If you’re interested in learning about the history of GPUs I’d highly recommend listening to Acquired’s episode(s) on Nvidia. However, I have taken the liberty of bringing you right to the punchline — high-throughput capabilities are useful for a whole lot more than just graphics rendering: Proof-of-worked based cryptocurrency mining, matrix multiplication (ie ML), scientific computing, video editing, etc, et al.

This offloading of specific tasks from CPUs to GPUs (or any specialised hardware for that matter!) is known as hardware acceleration. GPUs accelerate graphics rendering as well as certain types of computation.

The History of Graphics APIs

We’re at a point now where we know why our applications would want to communicate with GPUs. Hardware acceleration!

But, how does this communication happen? Graphics APIs,

The history of the modern graphics pipeline starts in a galaxy far, far away (sorry..) at LucasFilm in 1980. Back then, computer graphics was a particularly onerous process; every GPU model had its own software (ie “drivers”).

Technical Detail: “drivers” expose the GPU’s capabilities to the operating system in a way the OS understands and expects. The operating system in turn can expose it to applications, using various graphics APIs.

This meant that if a developer wanted to get a GPU to execute their graphics pipeline (remember, chain of functions), they would need to know the exact “instruction set” for that particular make of GPU. Talk about “doing things that don’t scale”!

Thankfully, the OpenGL (Khronos Group) & DirectX (Microsoft) “Graphics APIs” were released in 1992 & 1995 respectively.

These Graphics APIs provided a common interface for developers, whereby they could learn the API’s specification vs. the specification of a specific GPU driver. The API would then handle an individual GPU’s idiosyncrasies.

Alas, these APIs and their GPU counterparts weren’t perfect. They only ran the “fixed-function pipeline”, or “FFP”. I promised many acronyms!

For once in graphics, the parlance here is semi-informative. “Fixed Function” meant that there was a specific, fixed, set of functions (e.g., make these pixels look “foggy”) exposed to the developer (by these APIs) that they could avail of when rendering graphics.

Put another way, during the fixed-function pipeline epoch, we didn’t have truly “programmable GPUs”.

Meaning that developers couldn’t use GPUs to accelerate arbitrary and/or custom graphics functions that they wrote themselves (aka “shaders”). E.g., make these pixels look “foggy” based on my specification (ie my code) of foggy.
☆ ☆ ☆ ☆
Directions »
[1] List each year that the excerpt on the history of graphics APIs mentions, and state what it says happened in that year.
[2] Answer these questions from the graphics API excerpt:
(a) What term does it give for offloading specific tasks from CPUs to GPUs or other specialized hardware?
(b) Which organization is credited with DirectX?
(c) What does the acronym "FFP" stand for?
[3] Quote the passage of the graphics API excerpt that opens with the words containing "But, how does" and closes with "various graphics APIs.".

Provided data »
☆ ☆ ☆ ☆
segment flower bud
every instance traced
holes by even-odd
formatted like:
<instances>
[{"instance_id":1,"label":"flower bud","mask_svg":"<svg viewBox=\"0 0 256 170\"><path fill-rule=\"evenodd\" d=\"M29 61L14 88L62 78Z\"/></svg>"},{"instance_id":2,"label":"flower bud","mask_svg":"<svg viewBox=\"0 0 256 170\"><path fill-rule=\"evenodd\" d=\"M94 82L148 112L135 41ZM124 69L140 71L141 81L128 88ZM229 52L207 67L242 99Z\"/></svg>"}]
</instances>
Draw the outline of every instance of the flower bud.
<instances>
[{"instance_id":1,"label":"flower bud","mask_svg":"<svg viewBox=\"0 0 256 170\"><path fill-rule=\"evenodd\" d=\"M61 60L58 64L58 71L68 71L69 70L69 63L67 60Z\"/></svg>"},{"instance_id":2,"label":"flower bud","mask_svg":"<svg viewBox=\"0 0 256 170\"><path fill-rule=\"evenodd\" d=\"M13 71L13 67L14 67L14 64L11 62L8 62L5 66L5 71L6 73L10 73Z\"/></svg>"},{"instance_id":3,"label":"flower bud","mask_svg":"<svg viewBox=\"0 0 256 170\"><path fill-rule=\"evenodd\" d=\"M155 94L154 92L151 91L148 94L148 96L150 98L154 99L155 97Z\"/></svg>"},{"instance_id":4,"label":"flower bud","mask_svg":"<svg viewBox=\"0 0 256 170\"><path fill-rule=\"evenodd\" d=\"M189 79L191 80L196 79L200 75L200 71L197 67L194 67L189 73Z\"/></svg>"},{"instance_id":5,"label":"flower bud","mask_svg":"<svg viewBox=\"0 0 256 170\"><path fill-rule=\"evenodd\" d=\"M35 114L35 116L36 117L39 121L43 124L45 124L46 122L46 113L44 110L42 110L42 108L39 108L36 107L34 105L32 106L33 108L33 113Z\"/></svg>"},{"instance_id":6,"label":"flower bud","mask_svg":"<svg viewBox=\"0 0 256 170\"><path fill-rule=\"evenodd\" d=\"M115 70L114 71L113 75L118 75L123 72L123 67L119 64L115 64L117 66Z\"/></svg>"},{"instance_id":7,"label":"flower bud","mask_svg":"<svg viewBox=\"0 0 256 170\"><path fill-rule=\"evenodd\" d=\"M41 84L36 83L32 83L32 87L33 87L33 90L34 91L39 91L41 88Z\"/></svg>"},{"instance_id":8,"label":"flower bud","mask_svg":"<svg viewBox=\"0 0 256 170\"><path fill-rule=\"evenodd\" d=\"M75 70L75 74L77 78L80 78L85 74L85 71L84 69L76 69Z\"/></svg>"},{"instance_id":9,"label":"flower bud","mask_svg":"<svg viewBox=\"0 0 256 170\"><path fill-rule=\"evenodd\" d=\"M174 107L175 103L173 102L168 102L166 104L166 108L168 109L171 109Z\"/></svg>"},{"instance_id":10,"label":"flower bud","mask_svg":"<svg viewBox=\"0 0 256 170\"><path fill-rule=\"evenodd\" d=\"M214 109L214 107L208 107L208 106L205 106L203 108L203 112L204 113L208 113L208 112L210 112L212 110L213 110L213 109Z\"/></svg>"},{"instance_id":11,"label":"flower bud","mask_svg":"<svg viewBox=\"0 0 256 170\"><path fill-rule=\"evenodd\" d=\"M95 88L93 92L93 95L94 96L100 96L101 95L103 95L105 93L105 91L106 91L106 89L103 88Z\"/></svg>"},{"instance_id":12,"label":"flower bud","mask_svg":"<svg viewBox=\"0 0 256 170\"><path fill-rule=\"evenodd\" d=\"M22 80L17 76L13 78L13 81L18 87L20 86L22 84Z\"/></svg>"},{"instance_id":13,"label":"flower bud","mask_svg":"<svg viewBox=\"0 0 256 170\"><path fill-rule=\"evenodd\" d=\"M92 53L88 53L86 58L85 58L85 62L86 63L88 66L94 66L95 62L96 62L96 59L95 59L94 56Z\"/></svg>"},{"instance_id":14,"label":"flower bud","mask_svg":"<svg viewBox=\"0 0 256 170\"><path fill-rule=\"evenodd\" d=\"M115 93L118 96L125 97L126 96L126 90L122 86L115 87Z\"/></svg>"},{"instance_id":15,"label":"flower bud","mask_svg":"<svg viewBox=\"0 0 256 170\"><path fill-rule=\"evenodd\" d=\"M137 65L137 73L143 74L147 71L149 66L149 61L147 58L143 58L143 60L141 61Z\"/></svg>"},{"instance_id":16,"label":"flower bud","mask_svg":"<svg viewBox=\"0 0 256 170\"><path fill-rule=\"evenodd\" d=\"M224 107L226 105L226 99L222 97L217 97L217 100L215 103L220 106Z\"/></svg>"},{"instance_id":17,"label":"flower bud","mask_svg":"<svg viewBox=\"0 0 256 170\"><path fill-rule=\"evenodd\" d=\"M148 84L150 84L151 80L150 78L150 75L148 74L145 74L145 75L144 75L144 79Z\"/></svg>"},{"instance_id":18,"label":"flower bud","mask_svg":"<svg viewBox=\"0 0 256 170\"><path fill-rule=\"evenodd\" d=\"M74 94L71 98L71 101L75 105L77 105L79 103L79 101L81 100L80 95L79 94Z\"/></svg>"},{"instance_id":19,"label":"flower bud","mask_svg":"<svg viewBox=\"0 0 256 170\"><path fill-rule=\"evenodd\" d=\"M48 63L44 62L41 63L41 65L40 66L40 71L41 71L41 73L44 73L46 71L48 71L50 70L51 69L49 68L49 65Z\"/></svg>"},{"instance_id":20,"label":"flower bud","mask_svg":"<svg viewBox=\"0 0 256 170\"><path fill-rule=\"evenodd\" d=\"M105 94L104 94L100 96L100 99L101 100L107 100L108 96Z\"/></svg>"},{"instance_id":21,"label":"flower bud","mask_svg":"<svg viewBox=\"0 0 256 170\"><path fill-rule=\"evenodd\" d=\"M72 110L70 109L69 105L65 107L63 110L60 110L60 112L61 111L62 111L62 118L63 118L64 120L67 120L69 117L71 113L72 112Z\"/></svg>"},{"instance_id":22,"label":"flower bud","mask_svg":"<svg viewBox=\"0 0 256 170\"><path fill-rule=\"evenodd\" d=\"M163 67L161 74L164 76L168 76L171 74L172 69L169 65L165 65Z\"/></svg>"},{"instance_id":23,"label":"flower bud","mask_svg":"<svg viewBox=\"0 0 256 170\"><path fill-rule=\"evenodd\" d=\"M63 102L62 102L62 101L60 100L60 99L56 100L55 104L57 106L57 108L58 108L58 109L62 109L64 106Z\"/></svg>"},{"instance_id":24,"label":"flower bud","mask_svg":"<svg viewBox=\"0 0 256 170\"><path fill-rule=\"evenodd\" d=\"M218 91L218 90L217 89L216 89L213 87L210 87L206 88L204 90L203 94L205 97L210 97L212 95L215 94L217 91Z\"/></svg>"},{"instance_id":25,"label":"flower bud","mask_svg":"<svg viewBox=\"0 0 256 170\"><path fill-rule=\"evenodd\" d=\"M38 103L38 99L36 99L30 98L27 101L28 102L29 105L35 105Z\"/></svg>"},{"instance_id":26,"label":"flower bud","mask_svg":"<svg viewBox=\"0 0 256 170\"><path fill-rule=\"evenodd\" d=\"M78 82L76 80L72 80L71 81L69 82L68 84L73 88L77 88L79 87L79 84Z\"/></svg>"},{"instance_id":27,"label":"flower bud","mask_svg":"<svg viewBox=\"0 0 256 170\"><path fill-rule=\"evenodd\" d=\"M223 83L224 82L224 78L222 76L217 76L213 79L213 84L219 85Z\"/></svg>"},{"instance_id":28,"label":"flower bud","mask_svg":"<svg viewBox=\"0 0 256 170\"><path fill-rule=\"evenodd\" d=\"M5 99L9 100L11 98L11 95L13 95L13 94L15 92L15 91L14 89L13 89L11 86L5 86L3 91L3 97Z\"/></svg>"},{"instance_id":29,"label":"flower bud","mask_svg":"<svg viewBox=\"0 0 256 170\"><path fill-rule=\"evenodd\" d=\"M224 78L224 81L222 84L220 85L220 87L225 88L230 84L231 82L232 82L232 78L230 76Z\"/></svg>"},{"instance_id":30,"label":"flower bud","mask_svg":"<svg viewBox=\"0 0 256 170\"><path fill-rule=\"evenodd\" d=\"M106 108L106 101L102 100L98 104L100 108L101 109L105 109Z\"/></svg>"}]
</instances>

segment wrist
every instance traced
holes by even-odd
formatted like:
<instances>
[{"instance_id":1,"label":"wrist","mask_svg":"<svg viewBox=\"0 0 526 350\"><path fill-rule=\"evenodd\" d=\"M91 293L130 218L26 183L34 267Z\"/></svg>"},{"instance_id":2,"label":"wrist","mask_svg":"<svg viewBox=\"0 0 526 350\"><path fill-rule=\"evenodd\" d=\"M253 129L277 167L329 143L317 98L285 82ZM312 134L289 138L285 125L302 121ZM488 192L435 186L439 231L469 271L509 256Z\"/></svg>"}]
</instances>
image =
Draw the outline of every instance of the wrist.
☆ ☆ ☆ ☆
The answers »
[1]
- 1980: The history of the modern graphics pipeline starts at LucasFilm.
- 1992: The OpenGL graphics API (Khronos Group) was released.
- 1995: The DirectX graphics API (Microsoft) was released.

[2]
(a) Hardware acceleration
(b) Microsoft
(c) Fixed-function pipeline

[3]
But, how does this communication happen? Graphics APIs,

The history of the modern graphics pipeline starts in a galaxy far, far away (sorry..) at LucasFilm in 1980. Back then, computer graphics was a particularly onerous process; every GPU model had its own software (ie “drivers”).

Technical Detail: “drivers” expose the GPU’s capabilities to the operating system in a way the OS understands and expects. The operating system in turn can expose it to applications, using various graphics APIs.